Dettagli esercizio: Individua nei record tutte le righe che contengono la stringa "soft" e copiale. Distingui tra maiuscole e minuscole.

Dati disponibili:
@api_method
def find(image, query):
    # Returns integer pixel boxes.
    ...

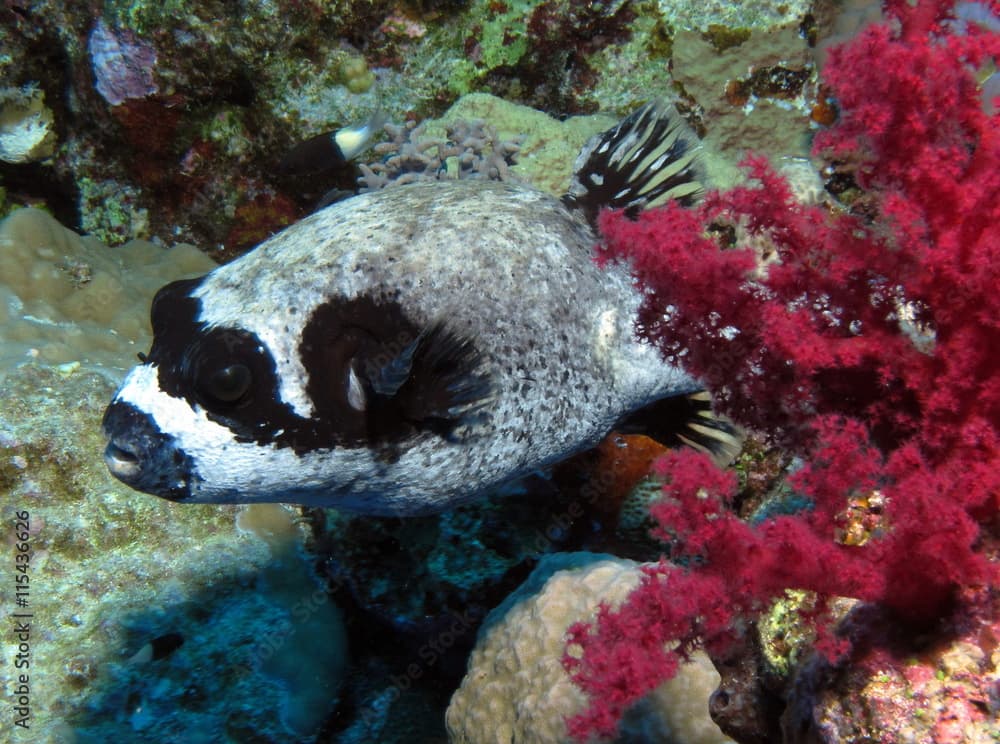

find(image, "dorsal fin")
[612,390,744,466]
[563,101,704,225]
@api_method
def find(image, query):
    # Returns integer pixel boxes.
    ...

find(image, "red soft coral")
[565,0,1000,737]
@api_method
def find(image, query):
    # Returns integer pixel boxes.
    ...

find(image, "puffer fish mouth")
[102,400,192,501]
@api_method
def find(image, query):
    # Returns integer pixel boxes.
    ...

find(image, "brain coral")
[446,553,730,744]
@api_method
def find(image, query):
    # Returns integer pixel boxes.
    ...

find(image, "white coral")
[0,85,56,163]
[446,553,730,744]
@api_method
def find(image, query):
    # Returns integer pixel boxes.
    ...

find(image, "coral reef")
[565,0,1000,736]
[0,0,806,251]
[0,85,56,163]
[0,209,215,370]
[446,553,730,744]
[0,365,346,742]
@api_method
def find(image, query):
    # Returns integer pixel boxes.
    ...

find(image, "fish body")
[104,101,720,515]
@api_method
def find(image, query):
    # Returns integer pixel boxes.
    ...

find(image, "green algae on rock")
[0,209,215,370]
[0,364,345,744]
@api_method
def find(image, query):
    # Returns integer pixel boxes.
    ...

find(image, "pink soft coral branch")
[564,0,1000,739]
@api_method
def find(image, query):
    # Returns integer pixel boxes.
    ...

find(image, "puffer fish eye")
[198,363,253,405]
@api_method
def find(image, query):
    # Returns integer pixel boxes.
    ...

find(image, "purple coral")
[87,20,159,106]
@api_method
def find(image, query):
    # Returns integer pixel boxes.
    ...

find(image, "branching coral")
[564,0,1000,737]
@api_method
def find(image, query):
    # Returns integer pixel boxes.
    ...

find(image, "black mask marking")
[148,279,491,459]
[143,279,316,454]
[299,297,491,457]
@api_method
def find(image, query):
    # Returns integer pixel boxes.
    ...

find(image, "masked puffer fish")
[104,102,731,516]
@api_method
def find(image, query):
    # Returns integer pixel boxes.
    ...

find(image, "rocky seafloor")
[0,0,1000,744]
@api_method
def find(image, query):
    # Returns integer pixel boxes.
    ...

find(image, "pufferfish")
[103,102,732,515]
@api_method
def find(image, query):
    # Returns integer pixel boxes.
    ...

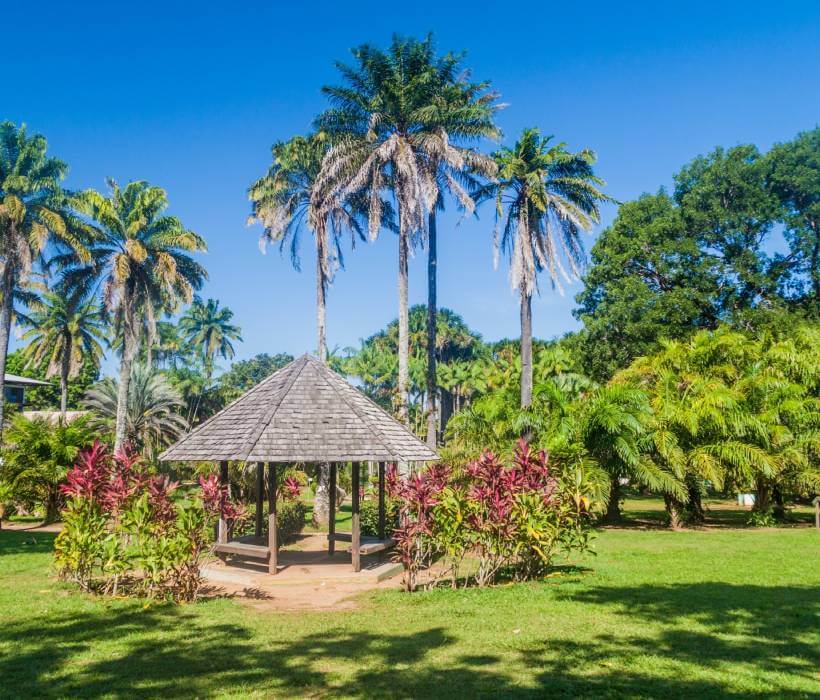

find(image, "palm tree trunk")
[427,209,438,450]
[521,289,532,408]
[604,475,622,523]
[397,231,410,423]
[0,264,14,443]
[60,337,71,423]
[114,299,138,452]
[316,230,327,362]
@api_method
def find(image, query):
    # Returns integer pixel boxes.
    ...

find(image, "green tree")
[83,362,188,459]
[0,414,98,523]
[575,191,720,381]
[23,291,106,420]
[219,353,293,403]
[477,129,609,408]
[179,297,242,381]
[317,36,474,422]
[59,180,207,449]
[0,122,88,435]
[248,132,364,362]
[764,127,820,306]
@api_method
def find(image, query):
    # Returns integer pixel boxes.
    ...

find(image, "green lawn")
[0,504,820,698]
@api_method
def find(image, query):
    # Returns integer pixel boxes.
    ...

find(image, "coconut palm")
[179,297,242,382]
[248,132,363,362]
[476,129,609,407]
[23,291,106,420]
[317,37,448,422]
[83,362,188,458]
[420,54,500,449]
[0,122,88,435]
[59,180,207,450]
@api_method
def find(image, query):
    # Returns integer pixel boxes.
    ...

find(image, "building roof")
[4,374,50,386]
[160,355,438,462]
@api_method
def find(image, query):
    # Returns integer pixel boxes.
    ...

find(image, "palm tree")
[83,362,188,459]
[179,297,242,382]
[23,291,106,420]
[249,131,364,523]
[317,36,450,422]
[0,122,88,435]
[421,53,500,450]
[248,132,363,362]
[475,129,610,407]
[60,180,207,450]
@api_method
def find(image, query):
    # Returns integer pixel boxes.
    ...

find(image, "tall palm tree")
[249,131,364,524]
[0,122,88,435]
[475,129,610,408]
[422,53,501,449]
[179,297,242,382]
[248,132,362,362]
[61,180,207,450]
[317,36,441,422]
[23,291,106,420]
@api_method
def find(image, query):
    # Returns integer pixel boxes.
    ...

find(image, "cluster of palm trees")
[0,122,240,449]
[249,36,608,445]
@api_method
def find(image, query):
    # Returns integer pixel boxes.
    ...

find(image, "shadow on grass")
[0,583,820,697]
[0,530,57,557]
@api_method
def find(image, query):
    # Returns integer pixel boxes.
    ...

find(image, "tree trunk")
[43,486,60,525]
[663,494,683,530]
[427,209,438,450]
[313,462,330,525]
[440,389,455,435]
[60,335,72,424]
[316,228,327,362]
[772,484,786,522]
[114,299,138,453]
[0,265,14,444]
[604,476,623,523]
[521,289,532,408]
[686,477,706,525]
[397,231,410,424]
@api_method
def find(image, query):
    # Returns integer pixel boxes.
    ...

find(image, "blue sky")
[6,0,820,378]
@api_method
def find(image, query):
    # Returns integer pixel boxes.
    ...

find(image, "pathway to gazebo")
[160,355,438,581]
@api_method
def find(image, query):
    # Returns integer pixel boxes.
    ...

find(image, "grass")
[0,501,820,697]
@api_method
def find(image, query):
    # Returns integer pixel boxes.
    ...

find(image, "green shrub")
[276,501,307,545]
[282,467,308,486]
[359,498,399,537]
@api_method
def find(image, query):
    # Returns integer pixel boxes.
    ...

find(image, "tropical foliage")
[55,442,242,602]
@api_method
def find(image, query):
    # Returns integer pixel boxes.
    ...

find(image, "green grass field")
[0,501,820,698]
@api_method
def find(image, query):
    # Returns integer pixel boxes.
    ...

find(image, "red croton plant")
[55,441,244,601]
[387,440,590,590]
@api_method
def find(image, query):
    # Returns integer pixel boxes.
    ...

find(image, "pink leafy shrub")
[388,440,589,590]
[55,441,244,600]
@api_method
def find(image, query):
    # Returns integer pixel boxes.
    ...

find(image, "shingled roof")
[160,355,438,462]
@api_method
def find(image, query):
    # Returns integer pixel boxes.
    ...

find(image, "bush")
[55,441,242,601]
[0,413,97,523]
[276,500,307,545]
[388,440,591,591]
[359,498,399,537]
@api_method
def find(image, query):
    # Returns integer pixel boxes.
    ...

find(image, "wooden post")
[350,462,362,571]
[379,462,385,540]
[254,462,265,537]
[216,462,230,544]
[272,462,279,574]
[327,462,337,557]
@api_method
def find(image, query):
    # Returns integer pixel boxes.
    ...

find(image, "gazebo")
[160,355,438,574]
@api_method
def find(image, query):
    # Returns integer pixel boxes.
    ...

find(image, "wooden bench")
[327,532,396,556]
[214,542,270,561]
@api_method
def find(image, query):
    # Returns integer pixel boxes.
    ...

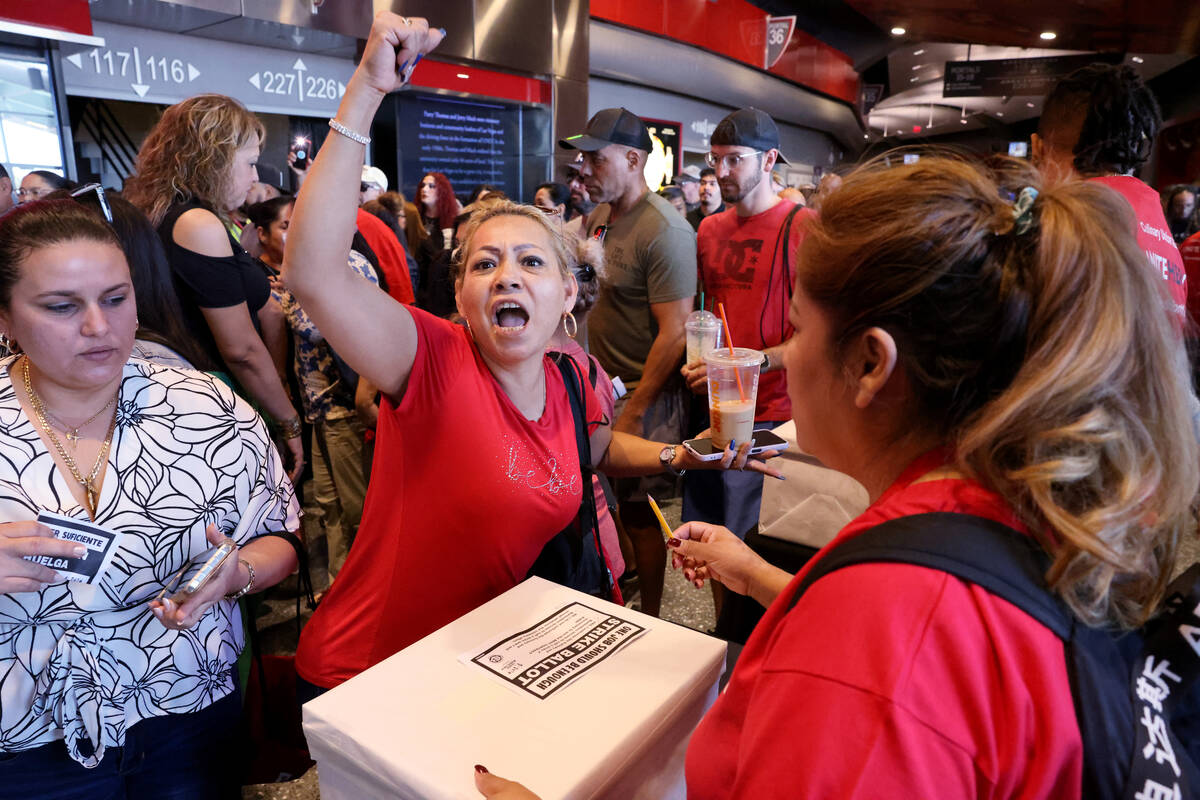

Soluzione esercizio:
find(image, "red soft coral")
find(image, "pink soft coral branch")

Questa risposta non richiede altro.